### Dataset entries
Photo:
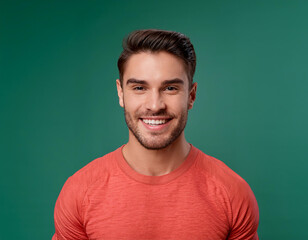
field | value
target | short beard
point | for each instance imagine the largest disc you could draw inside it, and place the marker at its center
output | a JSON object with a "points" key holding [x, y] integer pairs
{"points": [[156, 146]]}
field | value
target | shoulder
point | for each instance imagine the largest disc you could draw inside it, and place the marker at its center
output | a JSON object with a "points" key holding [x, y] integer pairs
{"points": [[69, 208], [242, 207], [98, 169], [219, 173]]}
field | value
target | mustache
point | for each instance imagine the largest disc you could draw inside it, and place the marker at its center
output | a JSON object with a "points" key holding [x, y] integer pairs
{"points": [[160, 113]]}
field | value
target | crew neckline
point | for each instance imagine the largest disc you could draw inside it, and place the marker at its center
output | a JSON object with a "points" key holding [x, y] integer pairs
{"points": [[156, 180]]}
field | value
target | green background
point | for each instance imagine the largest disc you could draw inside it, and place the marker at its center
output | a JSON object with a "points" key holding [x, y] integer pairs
{"points": [[59, 108]]}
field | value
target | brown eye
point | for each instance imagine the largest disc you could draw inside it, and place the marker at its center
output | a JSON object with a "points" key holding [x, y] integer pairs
{"points": [[171, 88]]}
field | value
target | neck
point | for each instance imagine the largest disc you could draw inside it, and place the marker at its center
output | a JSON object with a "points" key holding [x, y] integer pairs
{"points": [[156, 162]]}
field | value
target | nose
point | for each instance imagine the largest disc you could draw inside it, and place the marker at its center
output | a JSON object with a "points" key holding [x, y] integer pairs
{"points": [[155, 102]]}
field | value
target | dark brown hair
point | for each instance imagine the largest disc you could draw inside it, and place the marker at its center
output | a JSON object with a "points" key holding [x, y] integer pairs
{"points": [[154, 40]]}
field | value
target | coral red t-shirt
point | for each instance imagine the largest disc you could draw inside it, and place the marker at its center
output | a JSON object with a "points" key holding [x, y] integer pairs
{"points": [[201, 199]]}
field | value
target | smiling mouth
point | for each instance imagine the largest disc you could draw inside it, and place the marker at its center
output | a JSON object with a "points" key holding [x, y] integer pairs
{"points": [[155, 122]]}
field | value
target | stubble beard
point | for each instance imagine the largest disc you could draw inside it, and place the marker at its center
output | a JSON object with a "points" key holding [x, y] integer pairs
{"points": [[154, 142]]}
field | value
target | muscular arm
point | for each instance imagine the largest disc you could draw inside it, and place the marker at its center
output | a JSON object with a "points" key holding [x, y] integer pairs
{"points": [[68, 214], [245, 213]]}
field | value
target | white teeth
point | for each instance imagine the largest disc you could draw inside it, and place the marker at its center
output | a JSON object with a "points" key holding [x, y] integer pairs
{"points": [[154, 122]]}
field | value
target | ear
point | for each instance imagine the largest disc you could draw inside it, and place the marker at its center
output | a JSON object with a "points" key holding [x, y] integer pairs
{"points": [[120, 93], [192, 95]]}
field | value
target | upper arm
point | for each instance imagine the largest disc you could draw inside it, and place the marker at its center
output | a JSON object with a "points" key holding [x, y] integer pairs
{"points": [[68, 213], [245, 214]]}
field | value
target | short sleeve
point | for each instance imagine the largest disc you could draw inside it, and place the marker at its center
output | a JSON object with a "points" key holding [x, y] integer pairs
{"points": [[245, 213], [68, 212]]}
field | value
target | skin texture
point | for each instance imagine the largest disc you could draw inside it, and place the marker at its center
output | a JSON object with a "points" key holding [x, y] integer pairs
{"points": [[155, 87]]}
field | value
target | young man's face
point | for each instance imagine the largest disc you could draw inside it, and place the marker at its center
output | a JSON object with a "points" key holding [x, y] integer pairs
{"points": [[156, 97]]}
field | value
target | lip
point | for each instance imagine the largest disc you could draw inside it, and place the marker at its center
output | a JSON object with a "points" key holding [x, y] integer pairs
{"points": [[157, 127]]}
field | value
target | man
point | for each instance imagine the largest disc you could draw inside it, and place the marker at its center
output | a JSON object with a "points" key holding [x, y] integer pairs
{"points": [[157, 186]]}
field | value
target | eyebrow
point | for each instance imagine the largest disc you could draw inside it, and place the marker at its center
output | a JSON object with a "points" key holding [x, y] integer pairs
{"points": [[143, 82]]}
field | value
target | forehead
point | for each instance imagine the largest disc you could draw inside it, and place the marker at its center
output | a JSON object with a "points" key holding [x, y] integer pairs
{"points": [[158, 66]]}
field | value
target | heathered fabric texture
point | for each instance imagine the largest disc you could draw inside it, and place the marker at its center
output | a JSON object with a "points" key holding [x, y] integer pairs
{"points": [[202, 199]]}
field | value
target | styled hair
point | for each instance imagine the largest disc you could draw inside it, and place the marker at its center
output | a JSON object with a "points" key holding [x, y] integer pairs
{"points": [[154, 40]]}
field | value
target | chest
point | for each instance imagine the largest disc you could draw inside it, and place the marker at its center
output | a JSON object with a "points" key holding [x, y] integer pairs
{"points": [[182, 210]]}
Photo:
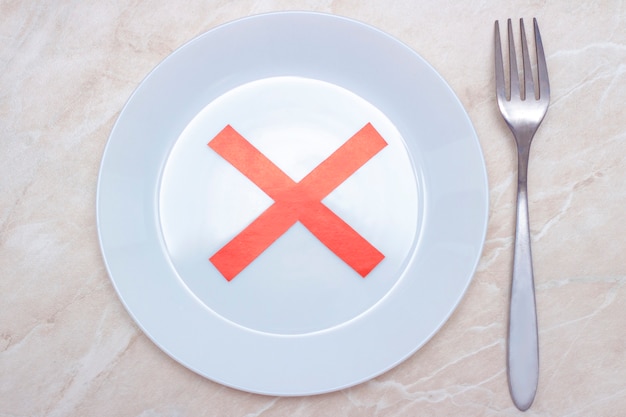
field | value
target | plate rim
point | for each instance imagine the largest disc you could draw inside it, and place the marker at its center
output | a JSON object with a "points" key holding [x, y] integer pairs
{"points": [[288, 14]]}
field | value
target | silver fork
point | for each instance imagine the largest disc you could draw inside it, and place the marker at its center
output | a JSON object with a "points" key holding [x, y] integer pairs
{"points": [[523, 110]]}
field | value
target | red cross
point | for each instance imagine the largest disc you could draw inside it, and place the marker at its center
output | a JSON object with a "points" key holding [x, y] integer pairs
{"points": [[297, 201]]}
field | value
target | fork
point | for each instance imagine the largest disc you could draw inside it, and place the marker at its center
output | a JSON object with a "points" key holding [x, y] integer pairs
{"points": [[523, 109]]}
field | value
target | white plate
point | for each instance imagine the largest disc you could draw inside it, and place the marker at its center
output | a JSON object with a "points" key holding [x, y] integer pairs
{"points": [[298, 318]]}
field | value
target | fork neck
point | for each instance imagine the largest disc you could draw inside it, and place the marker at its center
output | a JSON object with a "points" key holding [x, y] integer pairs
{"points": [[523, 155]]}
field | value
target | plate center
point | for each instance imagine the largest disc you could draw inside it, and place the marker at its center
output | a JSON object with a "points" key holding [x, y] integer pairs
{"points": [[264, 230]]}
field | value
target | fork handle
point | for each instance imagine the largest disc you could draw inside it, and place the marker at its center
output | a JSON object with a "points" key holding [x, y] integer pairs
{"points": [[523, 346]]}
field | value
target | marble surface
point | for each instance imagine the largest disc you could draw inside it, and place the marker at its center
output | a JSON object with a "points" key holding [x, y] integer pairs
{"points": [[67, 345]]}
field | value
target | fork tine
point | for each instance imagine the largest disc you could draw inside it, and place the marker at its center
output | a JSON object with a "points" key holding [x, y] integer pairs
{"points": [[499, 65], [542, 69], [514, 80], [529, 88]]}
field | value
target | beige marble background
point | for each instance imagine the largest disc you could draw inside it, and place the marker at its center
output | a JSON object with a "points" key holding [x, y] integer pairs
{"points": [[68, 347]]}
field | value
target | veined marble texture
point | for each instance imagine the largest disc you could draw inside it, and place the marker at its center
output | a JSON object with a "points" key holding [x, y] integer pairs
{"points": [[69, 348]]}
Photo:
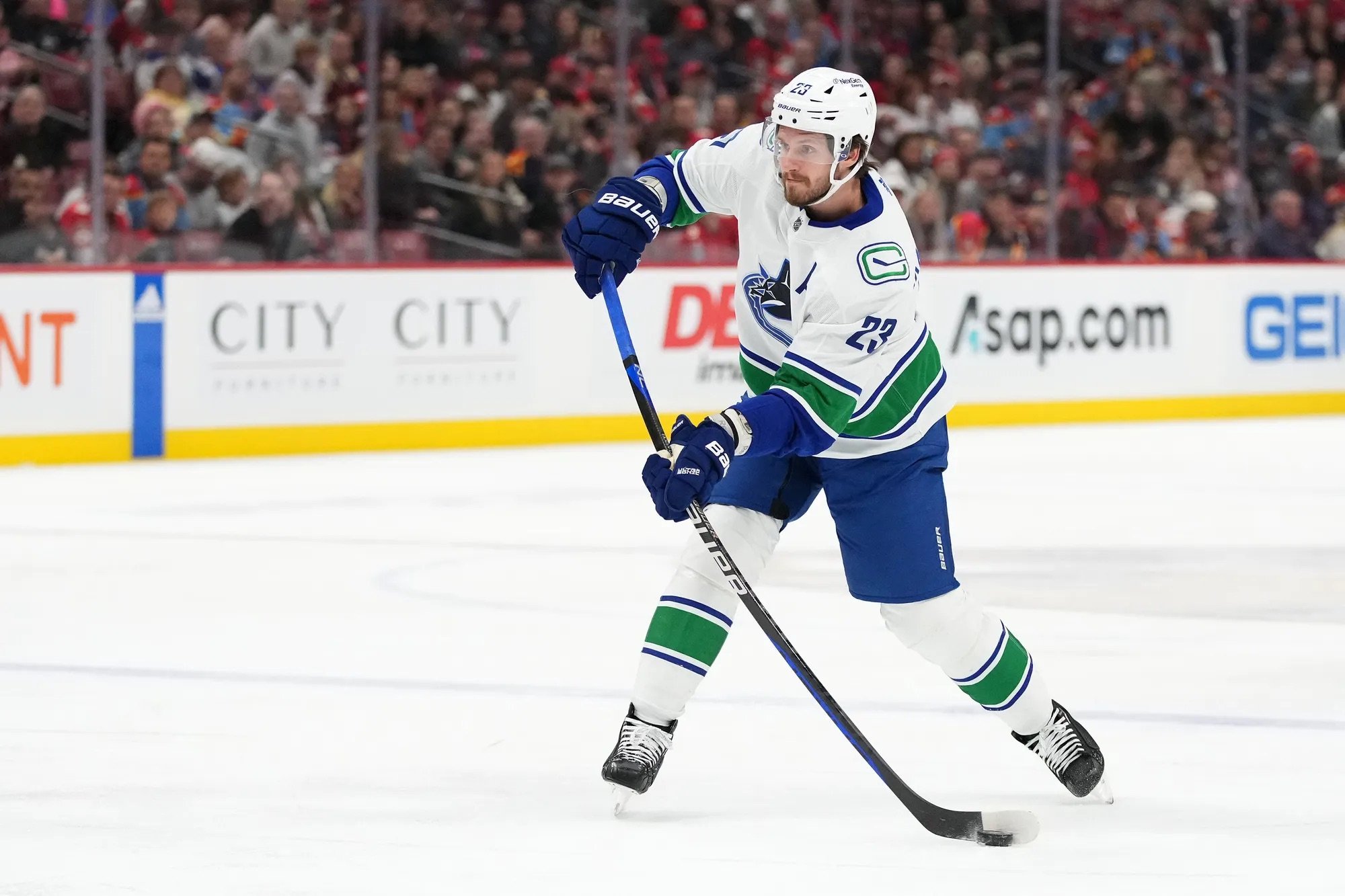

### What you should do
Set down the data again, exactly, without images.

### Output for this task
Photo:
field | value
target | short beard
point | for each instance imagine the largest disc you could draw inside it, and place the marker at its center
output | a JSON object with a "points" key holding [x, y] integer pairs
{"points": [[156, 146]]}
field | value
target | shoulder
point | for each instance imagine the largest disc you could draw inside it, and place the marker at its center
output | a JSON object with a "points" key holding [x, y] integer pairs
{"points": [[69, 208], [242, 207], [98, 169], [219, 173]]}
field | value
target | mustache
point | for each instance imagine the largest disc you could draw inside it, and place the marker at its center
output | a JSON object with a "points" key holding [x, y] integer pairs
{"points": [[160, 113]]}
field | value
target | crew neckline
point | for each instance imagine the largest disc you could draw inside it, and place the marker at its center
output | a JSON object with a "points" key holding [x, y] integer pairs
{"points": [[156, 180]]}
field | value
target | green background
point | for each instance imagine the largest disc you could draw inside it, and place the marker at its center
output | a JSON object with a "points" key holding [x, y] integer pairs
{"points": [[59, 108]]}
field | value
target | brown eye
point | for each instance imagine the largest disc you could draw inside it, and place the marker at its center
output | a JSON object with a "points" key holding [x, y] integer pairs
{"points": [[171, 88]]}
field | value
target | neck
point | for each instance imagine the largest disc you could draw inside it, and place the marker at its center
output | a JSON object with a "points" key holding [x, y] integer pairs
{"points": [[156, 162]]}
field | value
target | nose
point | for each instance imagine the largest disc you could draw inside it, and place the marker at its center
output | a JSON object with a "points" key holding [x, y] integer pairs
{"points": [[155, 102]]}
field | value
target | dark brown hair
point | for each instance imagine the largest disc you could draw inside it, and place the marker at its center
output | a JSON object with a "points" key holding [x, y] integer pairs
{"points": [[154, 40]]}
field | value
target | coral red t-shirt
point | for each instance imagine the largest disc you could draw inside it, and place the marker at its center
output | a JSON object with a "points" key holding [x, y] integer pairs
{"points": [[201, 199]]}
field | value
target | smiling mouth
point | for each instance imagine the largest disc you could draw inside it, and place the marker at its center
output | a JSON object with a "points" key holding [x, y] integer pairs
{"points": [[155, 122]]}
field | value
target | stubble beard
point | for each instance imagine the largest disc you could draw inside it, and place the marker at its center
output | a JSON object with a "points" key holding [x, y] integer pairs
{"points": [[154, 142]]}
field | value
target | muscular arm
point | for each instance imagine the largest disc you could draw inside it, and place the marker at its center
output | a JSON object with a "points" key holding [x, y] integer pairs
{"points": [[68, 214], [245, 213]]}
field | value
target | white teeth
point | for each instance imagine the largest disc you could draw inside it, and place the marker at its center
output | a JSON object with a "points" key holding [x, y] integer pairs
{"points": [[154, 122]]}
field | value
target | ear
point | for each instance imagine the largest disc you could draw inside it, and place the marker at its center
output | a JSON object with a "points" key holding [x, y] integer pairs
{"points": [[120, 93], [192, 95]]}
field | value
target | upper arm
point | for each instance imagine the largest disc you could draw inside it, and place the marker at its center
output | a JSON object with a "points" key holding [x, y] integer pairs
{"points": [[68, 213], [245, 214]]}
field | value
target | short sleeve
point | for each instance imagine the largest disc you could draw inside it, and place the marker at its center
output | a JSON object with a "points" key holding [x, y] integer pairs
{"points": [[245, 213], [68, 212]]}
field | value
target | skin texture
point | for each instance imagine the largest disc you could draw inside it, and place the marker at its center
output | a JSON object with a "points" key holding [x, y] integer pairs
{"points": [[155, 87]]}
field | value
target | young man's face
point | for each instance imagine the largest disc you could draw inside it, and place the marker at its center
output | a JSON object with a "points" key holding [x, y] integer pairs
{"points": [[156, 97]]}
field | value
target | lip
point | for each instance imagine the largest disc you could draw inside it, and place the marker at its center
output | a JSON object with a "points" key holding [x, y] integer pairs
{"points": [[157, 127]]}
field | value
target | man
point | for each instance imagine the largest disc you could draw inside it, and place the marker at its center
output | a JSON object with a "points" key holding [x, y] integer pairs
{"points": [[157, 186]]}
field | value
target | eyebrow
point | for each instance imagine the largest disc you could draw inside it, and place the marker at its center
output | a JSON object with a "points" key holding [x, y] integer pairs
{"points": [[143, 82]]}
field | value
target | forehead
point | for each instance imagine the largest disc you could draw inside it, and place the marker at its center
output | a JSON object with a "points" key holding [x, y] integer pairs
{"points": [[158, 66]]}
field | value
target | heathered fabric texture
point | for each instance imagine the largest disc you could draw inside it, and place the marker at its center
output | a JSON object with a "points" key holding [x, y] integer pairs
{"points": [[202, 199]]}
field | value
target | styled hair
point | for each instance imagine the largest disc you could draw inside it, and place the marker at its center
output | a JSON object with a "points" key holding [x, y] integer pairs
{"points": [[154, 40]]}
field | value
target | chest
point | for each instance imagine the largest disc you could draw inside it, and place the marker at its center
output | a JSON object with a "points" key holding [x, y] integer pairs
{"points": [[182, 210]]}
Photo:
field | value
target | plate rim
point | for each instance imagine the largest disc you could draw inside it, and place the marker at its center
output | a JSON object with a "points" key holding [x, y] integer pairs
{"points": [[288, 14]]}
field | value
target | silver fork
point | for each instance imagine the largest disc you could draw inside it, and place the marker at its center
output | a JSON object with a "points" key holding [x, y] integer pairs
{"points": [[523, 110]]}
field | value
target | red cross
point | for each instance imagine the largest disc you could draw inside it, and place the marker at its center
output | a JSON object with a "points" key holding [x, y] integer pairs
{"points": [[297, 201]]}
field | value
target | fork
point | for each instance imagine the largest disc you could draw inside it, and place the marker at its center
output | a JSON object with a "points" key holding [x, y] integer pairs
{"points": [[523, 109]]}
field | value
target | white plate
point | for each instance imagine the largest disc you could draw inside it, and place the marker at its center
output | a JSON object with a "points" key holding [x, y] integer pairs
{"points": [[298, 318]]}
field | value
target | fork neck
point | for each instance imagine the largest disc you could draw inside it, and place the marker at its center
output | a JSON object with a "points" key holding [x, y] integer pairs
{"points": [[523, 155]]}
field | value
target | plate center
point | for each instance imagine the largest disc you could draw inside it, and place the marker at its center
output | a JSON object with a "points" key holding [x, y] integer pairs
{"points": [[264, 230]]}
field | value
target | fork handle
point | for each instance imagine the largest disc you could draw inside it, and place the marker at its center
output | a JSON object with a "points" key holding [x, y] integer pairs
{"points": [[523, 346]]}
field | value
target | marble surface
point | for each instance imagine the largest disc you could draw inside it, and place the marker at its center
output | a JSON object with a "points" key holding [x, y] integer pairs
{"points": [[67, 345]]}
field | value
target | fork tine
point | for each instance imagine the largest disc you could draw inside it, and place the marker at its center
output | a JSON object with a "points" key holding [x, y] integer pairs
{"points": [[499, 65], [542, 69], [514, 80], [529, 88]]}
field | value
target | beige marble background
point | for each instance imagine the largest disc you could draw inside it, and place the marker at its center
output | a JSON object with a "points" key holding [x, y] integer pairs
{"points": [[68, 347]]}
field | value
target | veined marble texture
point | for each instance imagine the largest disc you could draw inside it, and place the marker at its center
output | a JSON object with a "points" key holding [x, y] integer pairs
{"points": [[69, 348]]}
Photo:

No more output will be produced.